● Instructions to follow
Rewrite the items below with "instance" changed to "object" and everything else left as it is. Leave the pictures out of your answer.

● Task material

+ + + + + + +

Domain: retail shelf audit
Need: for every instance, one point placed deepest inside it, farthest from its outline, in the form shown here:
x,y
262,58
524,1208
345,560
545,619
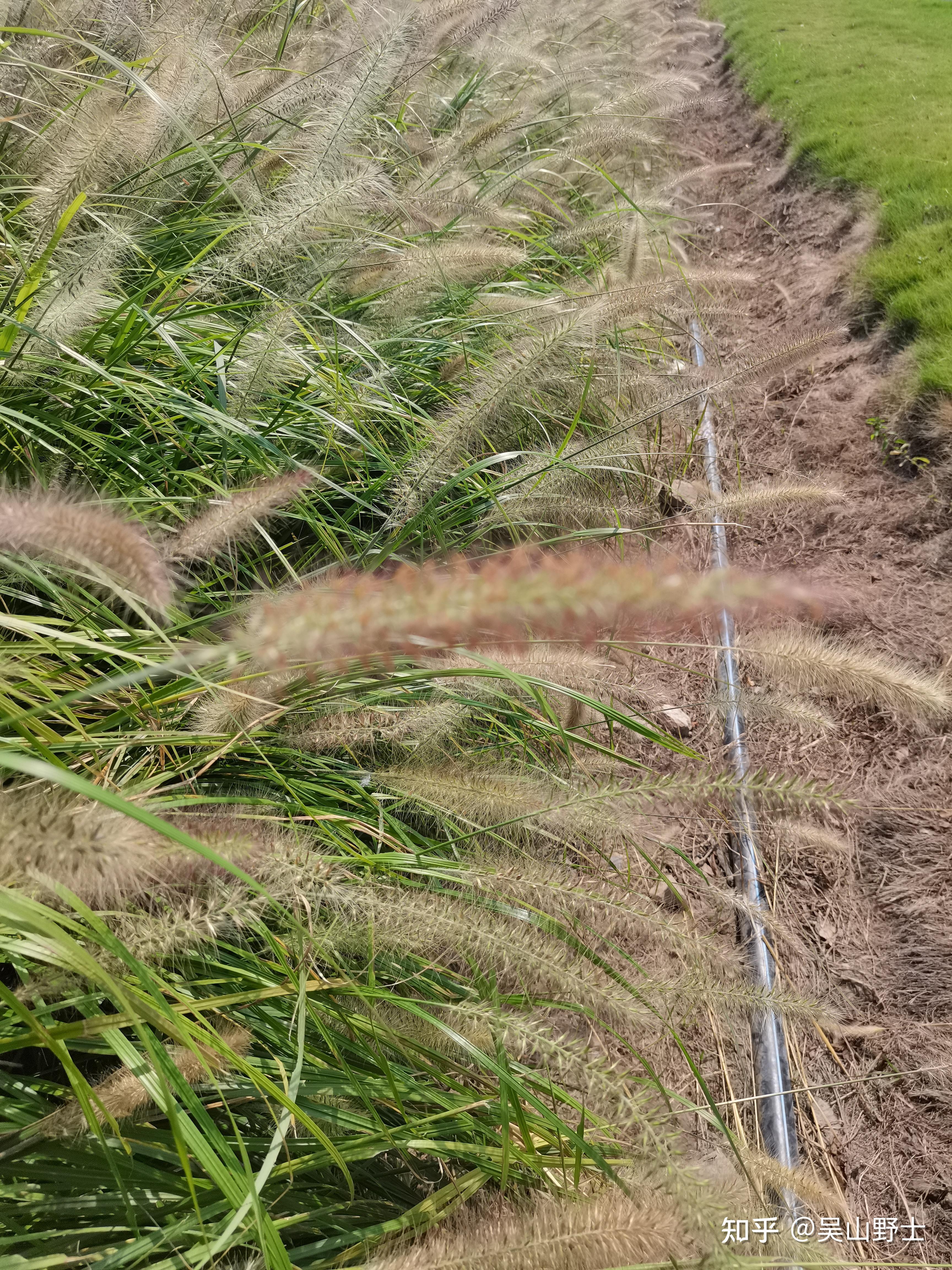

+ + + + + + +

● Problem solution
Domain: retail shelf audit
Need: for every object, one point placed deepest inside it, farthest from its outline, in the form shown here:
x,y
262,58
524,1208
345,560
545,619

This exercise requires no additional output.